So, I thought I’d make a list to cheer myself up (I love making lists). This is my very-slightly-ambitious Ultimate Eco Bucket List to keep me on track to becoming a healthier, more sustainable and ethical, me. I’ll cross off the ones I manage to achieve…

 

1. Sign up with WWOOF (Worldwide Opportunities on Organic Farms) – help an organic farmer in exchange for food, accommodation and learning.

2. Actually do some WWOOFing. 

wwoofing

Picture: gapyear.com

 

3. Get an allotment. Easier said than done, waiting lists in London are lengthy…

4. Grow my own herbs.

5. Grow my own fruit and vegetables.

6. Only eat the fruit and vegetables I have grown myself. This one is going to be damn near impossible. But I’m putting it down anyway because I was introduced to an inspirational lady recently, she owns an allotment a few plots down from my auntie’s, whose diet consists only of what she has grown in her allotment (so that means no grains, only potatoes for carbs) and organic, free range meat which she has sourced from local farms.

7. Eat less meat.

8. Become a vegetarian. This one will be hard, as I am living with a carnivore boyfriend.

Chicken at Notting Hill Carnival

We ate a lot of jerk chicken at Notting Hill Carnival…

 

9. Buy a beehive, keep my own bees, and jar-up their honey. This one I’ve been thinking about a lot recently. James has been suffering BIG time with hayfever as the pollen count is currently at its highest level, and I read that if you eat the honey from your local area it can help you become tolerant to some of the local pollens. I suppose it’s a bit like introducing peanut oil in small doses to children with peanut allergies. Besides hayfever, bees keep the world going round and are endangered, so they need as many new homes as they can get.

TASK LIST:
- A) Answer these questions about the eco bucket list:
(i) What does WWOOF stand for?
(ii) What is the only source of carbs in the diet of the lady with the allotment?
(iii) What was eaten a lot of at Notting Hill Carnival?
- B) Output the part of the eco bucket list that opens with the words containing "4. Grow my own" and closes with "Eat less meat.".
- C) Using the eco bucket list, decide whether each statement agrees with it. Answer yes or no and quote the words that decide it.
(i) Waiting lists for allotments in London are short.
(ii) The writer lives with a boyfriend who eats meat.
(iii) James has been suffering from hayfever.

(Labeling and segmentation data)
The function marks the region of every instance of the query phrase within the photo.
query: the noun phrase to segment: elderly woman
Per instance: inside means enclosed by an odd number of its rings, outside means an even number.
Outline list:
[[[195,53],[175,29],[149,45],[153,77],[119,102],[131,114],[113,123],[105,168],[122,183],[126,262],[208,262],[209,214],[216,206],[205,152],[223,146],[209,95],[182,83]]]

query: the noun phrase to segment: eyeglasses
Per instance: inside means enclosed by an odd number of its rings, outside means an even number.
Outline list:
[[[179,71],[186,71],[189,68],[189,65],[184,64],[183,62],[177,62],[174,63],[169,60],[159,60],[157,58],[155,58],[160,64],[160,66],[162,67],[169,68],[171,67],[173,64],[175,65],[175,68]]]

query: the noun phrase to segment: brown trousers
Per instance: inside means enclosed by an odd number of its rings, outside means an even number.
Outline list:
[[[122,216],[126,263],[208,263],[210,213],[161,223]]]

TASK-BY-TASK OUTPUTS:
- A)
(i) Worldwide Opportunities on Organic Farms
(ii) Potatoes
(iii) Jerk chicken

- B)
4. Grow my own herbs.

5. Grow my own fruit and vegetables.

6. Only eat the fruit and vegetables I have grown myself. This one is going to be damn near impossible. But I’m putting it down anyway because I was introduced to an inspirational lady recently, she owns an allotment a few plots down from my auntie’s, whose diet consists only of what she has grown in her allotment (so that means no grains, only potatoes for carbs) and organic, free range meat which she has sourced from local farms.

7. Eat less meat.

- C)
(i) No: "waiting lists in London are lengthy"
(ii) Yes: "I am living with a carnivore boyfriend"
(iii) Yes: "James has been suffering BIG time with hayfever"